### Written task
The listing below should be printed exactly, every line of it. Skip the pictures.

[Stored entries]
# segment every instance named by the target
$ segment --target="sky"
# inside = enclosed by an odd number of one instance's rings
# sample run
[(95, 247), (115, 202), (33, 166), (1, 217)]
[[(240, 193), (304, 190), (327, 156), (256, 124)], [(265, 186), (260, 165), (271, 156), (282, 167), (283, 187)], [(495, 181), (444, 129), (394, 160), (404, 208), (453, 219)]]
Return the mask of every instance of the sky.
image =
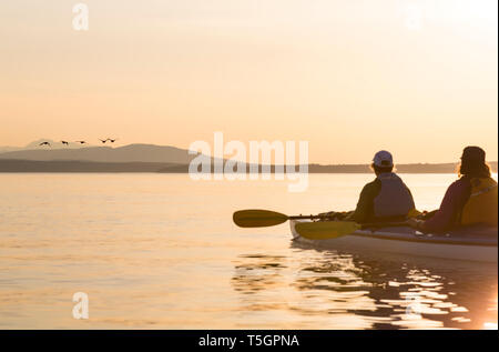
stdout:
[(0, 145), (308, 141), (309, 161), (498, 154), (496, 0), (0, 2)]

### Problem solution
# segment every instance named by the target
$ segment --target="sky"
# inside = enclosed by an odd number of one instance's rings
# sample run
[(95, 247), (115, 202), (33, 166), (1, 217)]
[[(240, 193), (304, 190), (327, 156), (256, 124)], [(265, 186), (260, 165), (271, 156), (282, 167), (283, 187)], [(495, 181), (444, 129), (394, 160), (404, 208), (453, 219)]]
Return the mask of every instance of the sky.
image =
stdout:
[(0, 145), (308, 141), (309, 161), (498, 154), (496, 0), (0, 2)]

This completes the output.